▶ _Compiti ed esercizi_:
1 – Trasforma in un elenco il paragrafo dell'estratto sul messaggio dei vescovi neozelandesi che comincia con «In questo senso, affermano i presuli», senza perdere i fatti principali.
2 – Prosegui l'estratto sul messaggio dei vescovi neozelandesi, partendo subito dopo la sua ultima frase.

======== Estratto ========

Denunciata la cultura dello scarto
“Un approccio basato sull'ecologia integrale” che “evidenzia l'interconnessione che esiste tra Dio, l'umanità e il Creato” e “ci sfida tutti ad allargare la nostra attenzione, riconoscendo e denunciando quella ‘cultura dello scarto’ in cui le persone, il pianeta e le sue risorse vengono trattate come cose che si possono sacrificare, piuttosto che secondo il disegno di Dio”, scrivono i presuli nel testo. "Esso - sottolineano - ci indica anche la strada verso un’etica coerente che, come indica il Papa 'collega la sacralità della vita umana e quella del Creato', in piena sintonia con i valori tradizionali della cultura Maori". È dunque la protezione della vita, “un tesoro (taonga) sacro in tutte le sue fasi” il punto fermo da cui partire per rispondere all’interrogativo posto dai vescovi all’inizio del messaggio.
Cogliere le lezioni della pandemia
In questo senso, affermano i presuli, “l’esperienza dell’attuale pandemia e della crisi economica ha insegnato molte lezioni”: ha “tirato fuori il meglio” della società neo-zelandese che si è unita per proteggere i più vulnerabili al virus. Nessuna vita è infatti “vissuta da sola”, ricorda il documento, perché appunto siamo tutti connessi a cominciare dai legami con la nostra famiglia, “fondamento della società”, che in questi tempi di crisi ha fatto riscoprire il valore dei rapporti umani e con Dio.
No a eutanasia e droga
Secondo i presuli neozelandesi, la crisi del Covid-19 offre quindi un’occasione per “rivedere le priorità” e per capire cosa cambiare del passato e come continuare “ad essere una società che valorizzi vita umana e non lasci indietro nessuno”. In questa prospettiva si inseriscono anche i quesiti referendari sulla legalizzazione dell’eutanasia e della cannabis a scopo ricreativo alle quali la Chiesa neo-zelandese ribadisce la sua ferma opposizione. Secondo i vescovi, anche qui gli elettori dovranno chiedersi quale effetto avranno le modifiche proposte sulle persone più vulnerabili e sul tessuto sociale: “La partecipazione al voto - sottolineano - non inizia nelle urne, ma quando iniziamo a pensare alle domande che abbiamo di fronte e consideriamo come la società a cui aspiriamo possa riflettersi nelle nostre politiche pubbliche”.

======== Estratti delle righe ========

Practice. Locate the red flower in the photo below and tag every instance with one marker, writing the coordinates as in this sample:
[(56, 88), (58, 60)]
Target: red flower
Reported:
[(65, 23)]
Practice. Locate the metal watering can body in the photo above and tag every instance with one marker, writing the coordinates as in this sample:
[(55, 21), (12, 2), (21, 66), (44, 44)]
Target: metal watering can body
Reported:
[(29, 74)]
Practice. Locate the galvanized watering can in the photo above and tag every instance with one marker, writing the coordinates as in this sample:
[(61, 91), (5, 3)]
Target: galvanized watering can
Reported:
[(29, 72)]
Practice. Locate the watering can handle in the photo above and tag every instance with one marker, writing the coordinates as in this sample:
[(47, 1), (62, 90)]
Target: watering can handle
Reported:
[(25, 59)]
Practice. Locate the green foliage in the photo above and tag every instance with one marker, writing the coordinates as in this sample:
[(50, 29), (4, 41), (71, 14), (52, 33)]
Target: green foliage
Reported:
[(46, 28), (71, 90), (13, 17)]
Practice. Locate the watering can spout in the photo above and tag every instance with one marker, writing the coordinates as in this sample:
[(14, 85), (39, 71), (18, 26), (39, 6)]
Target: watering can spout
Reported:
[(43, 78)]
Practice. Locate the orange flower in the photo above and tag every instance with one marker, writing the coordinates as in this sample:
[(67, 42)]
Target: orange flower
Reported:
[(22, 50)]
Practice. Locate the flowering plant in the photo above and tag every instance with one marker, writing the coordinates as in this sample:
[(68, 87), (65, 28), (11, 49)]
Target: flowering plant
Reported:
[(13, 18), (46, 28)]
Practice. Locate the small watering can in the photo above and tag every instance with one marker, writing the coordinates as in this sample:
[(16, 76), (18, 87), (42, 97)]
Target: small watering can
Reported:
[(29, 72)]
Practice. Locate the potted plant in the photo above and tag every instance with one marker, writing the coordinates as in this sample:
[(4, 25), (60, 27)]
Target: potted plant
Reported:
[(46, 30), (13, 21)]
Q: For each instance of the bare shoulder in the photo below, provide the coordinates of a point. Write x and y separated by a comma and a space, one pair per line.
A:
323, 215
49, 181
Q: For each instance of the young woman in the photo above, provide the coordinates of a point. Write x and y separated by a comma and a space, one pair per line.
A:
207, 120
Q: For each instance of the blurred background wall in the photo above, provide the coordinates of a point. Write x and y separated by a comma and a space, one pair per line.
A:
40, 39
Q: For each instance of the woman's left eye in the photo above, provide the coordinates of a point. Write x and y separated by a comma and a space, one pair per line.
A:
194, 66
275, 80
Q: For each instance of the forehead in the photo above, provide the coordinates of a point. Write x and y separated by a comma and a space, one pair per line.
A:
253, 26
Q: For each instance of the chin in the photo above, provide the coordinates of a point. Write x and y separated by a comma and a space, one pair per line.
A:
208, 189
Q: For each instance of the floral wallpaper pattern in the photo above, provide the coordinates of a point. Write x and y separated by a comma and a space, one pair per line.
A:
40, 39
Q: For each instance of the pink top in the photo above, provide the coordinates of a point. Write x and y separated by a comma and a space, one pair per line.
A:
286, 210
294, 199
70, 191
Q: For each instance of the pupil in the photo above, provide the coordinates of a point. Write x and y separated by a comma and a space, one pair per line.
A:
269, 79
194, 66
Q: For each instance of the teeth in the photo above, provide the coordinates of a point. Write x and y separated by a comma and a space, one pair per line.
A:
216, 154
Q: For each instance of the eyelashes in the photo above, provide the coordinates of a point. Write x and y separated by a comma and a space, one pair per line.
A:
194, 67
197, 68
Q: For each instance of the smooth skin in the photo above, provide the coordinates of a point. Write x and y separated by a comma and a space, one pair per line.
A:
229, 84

========

▶ _Risultati in ordine_:
1 –
- Per i vescovi, la pandemia e la crisi economica hanno insegnato molte lezioni.
- Hanno tirato fuori il meglio della società neozelandese, che si è unita per proteggere le persone più vulnerabili al virus.
- Nessuna vita è vissuta da sola: siamo tutti connessi, a cominciare dai legami con la famiglia.
- La famiglia è il fondamento della società. In questi tempi di crisi ha fatto riscoprire il valore dei rapporti umani e con Dio.

2 –
Bovassi: vescovi attenti alle generazioni future
“Il messaggio dei vescovi invita a farsi carico di uno sguardo lungimirante nei confronti delle generazioni future, creando un senso di appartenenza molto forte a quell’umanità che deve rispondere ad un’ecologia integrale e istituendo dei baluardi morali per una società che abbia a cuore la sostenibilità umana”, così la bioeticista Giulia Bovassi, ricercatrice presso la cattedra Unesco di Bioetica e Diritti umani, analizza il testo diffuso dai presuli della Nuova Zelanda:
La tutela dell’umano
“I vescovi pongono una domanda, ovvero cosa significa oggi essere una persona in condizione di vulnerabilità. Anche alla luce dell’impegno contro il Covid - prosegue Bonassi - bisogna riconoscere un carattere antropologico che risponde all’inviolabilità della vita umana”. La ricercatrice vede quindi un paradosso nel fatto che lo sforzo mostrato per combattere il Covid coincida con le spinte avute in molto Paesi, sempre durante il periodo pandemico, verso questioni che vanno nella direzione opposta della tutela degli esseri umani.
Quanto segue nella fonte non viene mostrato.